Page excerpt
Lockdown has been really difficult for me. Before the emergence of covid-19, I felt like I was progressing well along the road to recovery, but there have been a few more twists and turns laid down now.
It’s easy to feel like I’m fully recovered whilst writing this post in a nice sun-dappled spot of the garden. The reality of the situation is though that I may never fully recover. Lockdown has given me a break from the fatigue, but when I get back to my day to day life, it will still be an issue. I’ll still have difficulties with concentration. I’ll still have a disability and I’ll probably still have a hard time coping with the stigma that surrounds that.
My point is, that my road to recovery so far has been more than a little tumultuous. Having a break from my difficulties now doesn’t mean they’ve disappeared. It does mean, however, that I can focus on something else for a while. I’ve focussed on my running during my first full week of being allowed to leave the house.
Being able to leave the house has been brilliant for both my mental and physical health. My parents give me a lot of support and I’m grateful for that, but it’s nice to get away from them for a while and have some time to myself. It’s also a huge boost to morale to see just how far I’ve come since my discharge from hospital.

Actions to take
[1] Answer these questions using the lockdown recovery post:
(a) Where is the writer sitting while writing the post?
(b) What did the writer focus on during the first full week of being allowed to leave the house?
(c) Who gives the writer a lot of support?
[2] From the lockdown recovery post, list every difficulty the writer expects to still face after getting back to day-to-day life.
[3] Carry on the lockdown recovery post from its last sentence, in the same voice.
The data below is not needed.

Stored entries
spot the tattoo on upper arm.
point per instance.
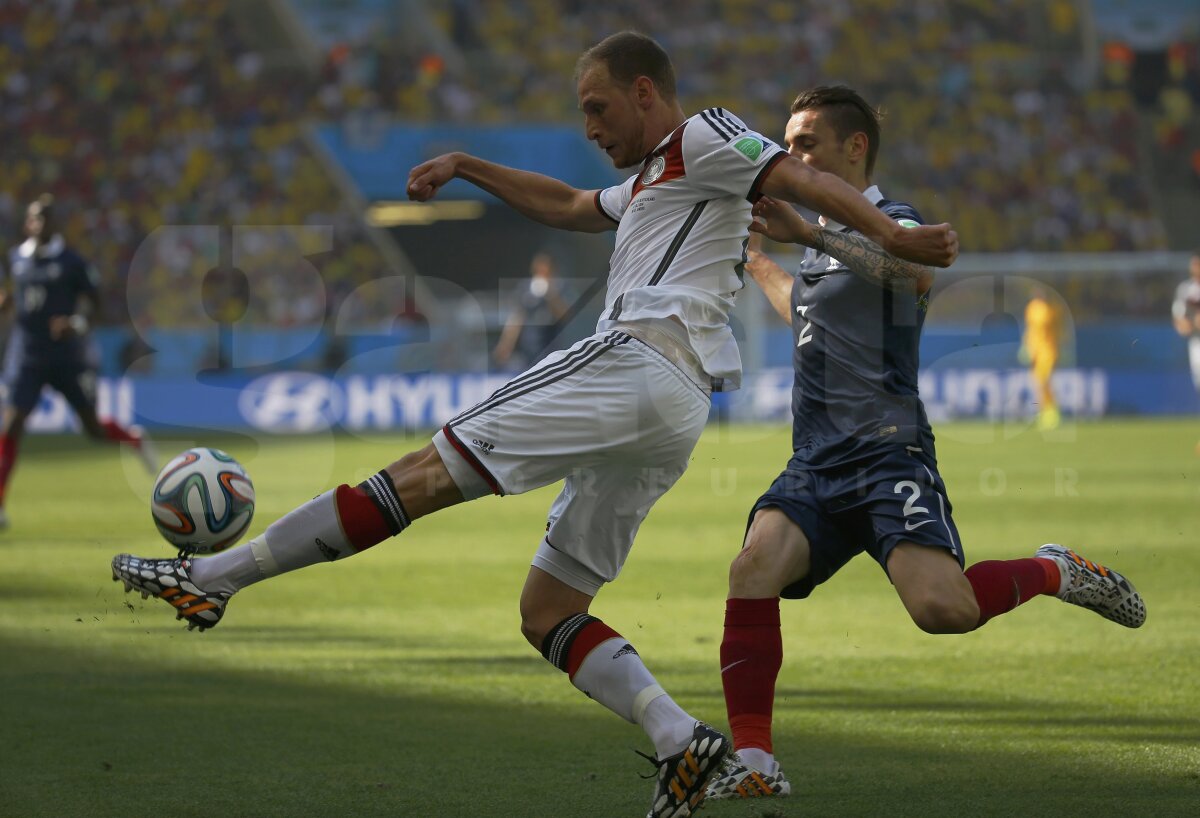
(868, 259)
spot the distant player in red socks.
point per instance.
(54, 293)
(863, 475)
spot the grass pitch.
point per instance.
(397, 683)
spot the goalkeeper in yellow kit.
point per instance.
(1039, 349)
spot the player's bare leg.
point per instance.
(941, 599)
(607, 668)
(774, 555)
(336, 524)
(933, 588)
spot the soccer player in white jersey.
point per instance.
(1186, 314)
(616, 416)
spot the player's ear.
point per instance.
(857, 145)
(645, 91)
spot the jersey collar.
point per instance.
(51, 248)
(873, 196)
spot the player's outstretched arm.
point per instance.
(541, 198)
(792, 180)
(773, 280)
(861, 256)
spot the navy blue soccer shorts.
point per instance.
(871, 505)
(25, 380)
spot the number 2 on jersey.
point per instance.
(807, 330)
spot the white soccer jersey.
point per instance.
(682, 232)
(1187, 300)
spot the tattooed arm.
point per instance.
(862, 256)
(865, 258)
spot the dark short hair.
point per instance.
(629, 55)
(45, 203)
(847, 112)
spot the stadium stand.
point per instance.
(142, 116)
(1000, 125)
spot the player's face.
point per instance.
(612, 118)
(813, 140)
(37, 223)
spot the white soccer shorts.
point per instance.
(612, 417)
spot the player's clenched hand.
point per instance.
(427, 178)
(780, 222)
(936, 245)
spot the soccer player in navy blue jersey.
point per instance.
(863, 474)
(53, 290)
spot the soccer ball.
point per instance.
(203, 501)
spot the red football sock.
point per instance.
(1001, 585)
(371, 511)
(751, 654)
(7, 461)
(114, 431)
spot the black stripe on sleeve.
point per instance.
(721, 130)
(603, 211)
(755, 193)
(730, 122)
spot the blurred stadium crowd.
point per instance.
(1000, 118)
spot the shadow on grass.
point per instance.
(94, 733)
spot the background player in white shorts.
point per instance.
(616, 415)
(1186, 314)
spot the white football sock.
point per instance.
(759, 759)
(615, 675)
(305, 536)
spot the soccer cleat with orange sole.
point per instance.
(1093, 587)
(169, 581)
(737, 780)
(683, 779)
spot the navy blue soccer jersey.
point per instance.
(856, 359)
(47, 282)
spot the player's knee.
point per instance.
(535, 625)
(423, 482)
(757, 570)
(941, 614)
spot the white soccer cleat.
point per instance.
(683, 777)
(171, 582)
(1093, 587)
(736, 780)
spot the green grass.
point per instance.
(397, 683)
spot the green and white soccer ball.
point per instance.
(203, 501)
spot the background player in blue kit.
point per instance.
(863, 474)
(53, 292)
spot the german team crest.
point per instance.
(654, 172)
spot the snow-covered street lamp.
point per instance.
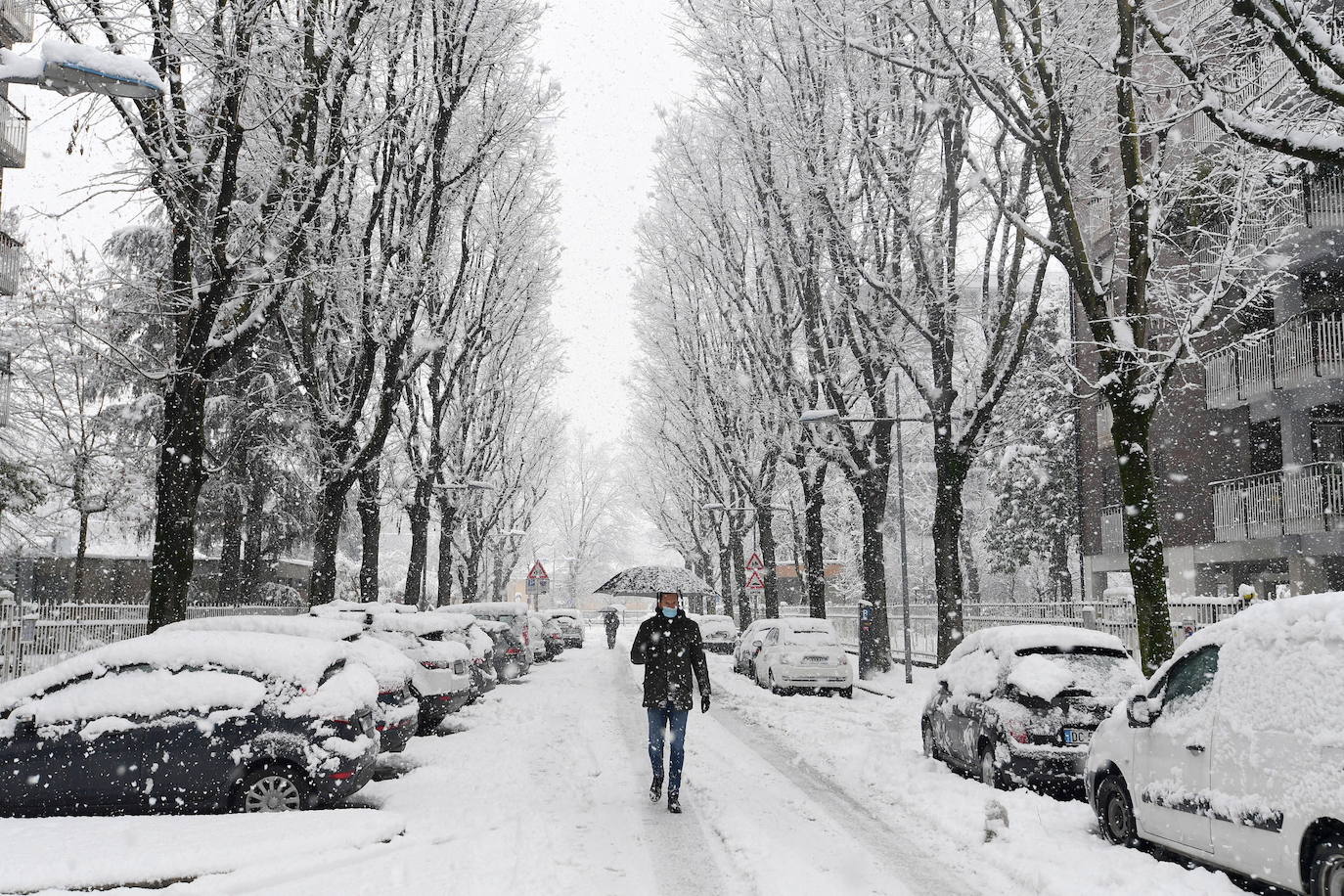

Expected results
[1]
(a) A nice sun-dappled spot of the garden.
(b) Running.
(c) The writer's parents.

[2]
- Fatigue
- Difficulties with concentration
- A disability
- A hard time coping with the stigma that surrounds that disability

[3]
A little over a year ago, I was living with my parents in the very early stages of recovery. At that time, my daily exercise involved a lap of our street and the neighbouring street. It was probably less than five hundred metres in length, but it was exhausting. Couple that with the fact that I couldn’t string a sentence together without getting tired and I was envisaging an almost impossible road to recovery. Sixteen months later, I am now stepping outside for my daily exercise that averages anywhere between five and ten kilometres. If that’s not progress, then I don’t know what is!
Running in the village I grew up in also brings a sense of nostalgia. The hills surrounding my hometown are a runners nightmare and running them now reminds me of school cross country runs as a teenager. Gone are the days where I’d try (and fail) to come up with a believable excuse to not do the run every October. Instead, I see each hill as a sign of just how far I’ve come. There were many times during my illness that I came within seconds of never been able to run again. I should definitely take advantage of being able to do so now.
My Road to Recovery has not been an easy one and with more surgery to come, the rest of my journey certainly isn’t going to be plain sailing. I’ve realised this week though that what’s to come doesn’t matter. I should be celebrating how far I’ve come rather than worrying about future surgeries and how I’ll recover from them. I should be proud of what I’ve achieved rather than being disheartened by my failures. I’ve weathered (most of) the storm, made huge progress along the road to recovery from brain injury and I’m happier and healthier than I’ve been in years.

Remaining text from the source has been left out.